Rewrite every line of the records between the line holding "Mark each instance of the curved" and the end of the records, inclusive, shifting each x and y value in the answer coordinates up by 93. Copy all other lines unchanged, including the sample coordinates after "formatted like".

(Point-based annotation data)
** begin **

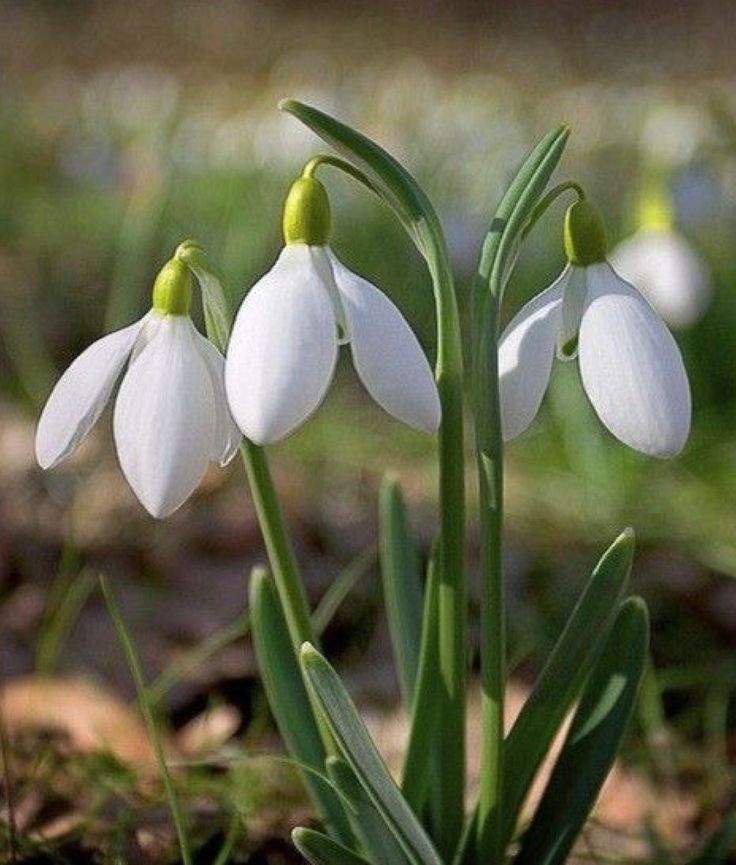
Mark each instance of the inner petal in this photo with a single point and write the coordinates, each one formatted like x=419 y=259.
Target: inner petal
x=573 y=305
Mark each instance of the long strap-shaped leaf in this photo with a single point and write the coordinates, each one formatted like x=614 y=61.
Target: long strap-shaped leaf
x=363 y=758
x=564 y=674
x=289 y=700
x=499 y=248
x=320 y=849
x=592 y=741
x=393 y=183
x=402 y=590
x=369 y=827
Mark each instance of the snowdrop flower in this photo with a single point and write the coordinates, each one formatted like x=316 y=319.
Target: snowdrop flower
x=665 y=267
x=284 y=343
x=630 y=365
x=171 y=417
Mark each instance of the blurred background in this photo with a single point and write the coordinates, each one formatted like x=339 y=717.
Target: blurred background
x=127 y=127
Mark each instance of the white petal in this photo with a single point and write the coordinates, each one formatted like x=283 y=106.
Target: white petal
x=631 y=367
x=81 y=394
x=164 y=418
x=387 y=356
x=667 y=271
x=226 y=439
x=283 y=346
x=525 y=354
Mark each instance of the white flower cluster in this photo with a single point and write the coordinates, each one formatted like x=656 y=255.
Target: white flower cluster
x=182 y=405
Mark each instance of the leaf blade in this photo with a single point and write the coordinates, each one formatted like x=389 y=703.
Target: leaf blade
x=320 y=849
x=289 y=700
x=363 y=758
x=556 y=688
x=591 y=743
x=401 y=587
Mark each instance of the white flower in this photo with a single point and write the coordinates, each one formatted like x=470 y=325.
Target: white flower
x=630 y=365
x=171 y=417
x=284 y=344
x=668 y=272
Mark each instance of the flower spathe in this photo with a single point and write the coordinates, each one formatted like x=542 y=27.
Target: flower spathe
x=171 y=416
x=667 y=271
x=284 y=345
x=630 y=365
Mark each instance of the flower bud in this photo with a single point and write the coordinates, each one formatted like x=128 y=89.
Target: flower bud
x=585 y=235
x=307 y=213
x=172 y=290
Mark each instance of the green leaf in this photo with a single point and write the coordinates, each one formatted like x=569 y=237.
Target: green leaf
x=217 y=314
x=402 y=591
x=422 y=732
x=517 y=206
x=320 y=849
x=369 y=827
x=289 y=700
x=340 y=588
x=383 y=174
x=718 y=847
x=592 y=741
x=563 y=676
x=363 y=758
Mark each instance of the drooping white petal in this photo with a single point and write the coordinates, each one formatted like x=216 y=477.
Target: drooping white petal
x=164 y=418
x=283 y=347
x=387 y=356
x=631 y=367
x=81 y=394
x=226 y=439
x=525 y=354
x=667 y=271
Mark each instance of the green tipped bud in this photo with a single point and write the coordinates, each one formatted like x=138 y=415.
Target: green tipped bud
x=307 y=213
x=585 y=235
x=172 y=291
x=655 y=210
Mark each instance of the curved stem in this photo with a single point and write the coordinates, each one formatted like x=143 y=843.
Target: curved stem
x=549 y=198
x=314 y=163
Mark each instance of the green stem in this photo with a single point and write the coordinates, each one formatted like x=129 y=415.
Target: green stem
x=489 y=455
x=452 y=598
x=134 y=666
x=278 y=545
x=489 y=450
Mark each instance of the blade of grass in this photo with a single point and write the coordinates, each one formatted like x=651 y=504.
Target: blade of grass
x=131 y=656
x=197 y=656
x=340 y=588
x=592 y=741
x=363 y=758
x=60 y=623
x=402 y=591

** end **

Correct result:
Mark each instance of the curved stem in this photo with a single point and write the coordinates, each one formatted like x=143 y=843.
Target: curved stem
x=642 y=291
x=407 y=256
Mark each instance of the green stem in this photo with a single point and write the coordinates, each one formatted like x=129 y=415.
Target: green stem
x=582 y=548
x=545 y=691
x=227 y=759
x=371 y=638
x=582 y=543
Mark each instance of the blade of grass in this photo with a single point and write the coordinates, each one formatted like x=651 y=504.
Target: blade of grass
x=224 y=749
x=290 y=749
x=433 y=681
x=685 y=834
x=456 y=851
x=153 y=716
x=495 y=684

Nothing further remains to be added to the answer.